TE BEOORDELEN TEKST -
----------------------------------------

ECLI:NL:CRVB:2015:957
Centrale Raad van Beroep
- Hoger beroep
- Rechtspraak.nl
Weigering van WW-uitkering wegens verwijtbare werkloosheid na beëindiging dienstverband
In deze zaak heeft de Centrale Raad van Beroep op 25 maart 2015 uitspraak gedaan in hoger beroep over de weigering van een WW-uitkering aan appellant, die verwijtbaar werkloos was geworden. Appellant was van 1 augustus 1998 tot 1 maart 2013 werkzaam bij [BV 1] en had op 26 maart 2013 een vaststellingsovereenkomst ondertekend om in dienst te treden bij [BV 2]. Hij diende een aanvraag in voor een WW-uitkering voor de maand maart 2013, maar het Uwv weigerde deze uitkering op basis van verwijtbare werkloosheid, omdat appellant ontslag had genomen zonder dat dit noodzakelijk was. Appellant maakte bezwaar tegen deze beslissing, maar het Uwv verklaarde het bezwaar ongegrond en handhaafde de weigering van de uitkering.

----------------------------------------

OVERZICHT GEGEVENS -
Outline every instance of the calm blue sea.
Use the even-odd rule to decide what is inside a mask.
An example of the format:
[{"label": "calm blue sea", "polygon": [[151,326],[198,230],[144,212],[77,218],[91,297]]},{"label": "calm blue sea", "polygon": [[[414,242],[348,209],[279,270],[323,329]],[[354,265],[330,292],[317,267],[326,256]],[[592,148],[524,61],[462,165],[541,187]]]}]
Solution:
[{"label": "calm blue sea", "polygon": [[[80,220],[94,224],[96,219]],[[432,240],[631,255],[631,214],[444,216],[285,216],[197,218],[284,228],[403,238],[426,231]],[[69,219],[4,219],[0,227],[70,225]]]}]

----------------------------------------

OPDRACHTEN -
1. Tot welke datum werkte appellant volgens de samenvatting van de WW-uitspraak bij [BV 1]?
2. Zet de samenvatting van de uitspraak over de geweigerde WW-uitkering voort na de laatste zin.

JOUW ANTWOORDEN -
1. Tot 1 maart 2013.

2.
De rechtbank Den Haag oordeelde dat het besluit van het Uwv op een onjuiste grondslag was gebaseerd, maar bevestigde dat appellant verwijtbaar werkloos was geworden. Appellant ging in hoger beroep en voerde aan dat het besluit van 29 mei 2013 geen beslissing op bezwaar was, maar een primair besluit. Hij stelde dat hij niet verwijtbaar werkloos was geworden, omdat hij alles had gedaan om werkloosheid te voorkomen en dat de vertraging in de vaststellingsovereenkomst buiten zijn schuld was ontstaan.
De Centrale Raad van Beroep oordeelde dat het besluit van 29 mei 2013 wel degelijk een beslissing op bezwaar was en dat de rechtbank terecht had geoordeeld dat appellant verwijtbaar werkloos was geworden. De Raad concludeerde dat appellant onvoldoende had onderbouwd dat hij in zijn verdediging was geschaad door de standpuntwijzigingen van het Uwv. De uitspraak van de rechtbank werd bevestigd, en er werd geen proceskostenveroordeling opgelegd.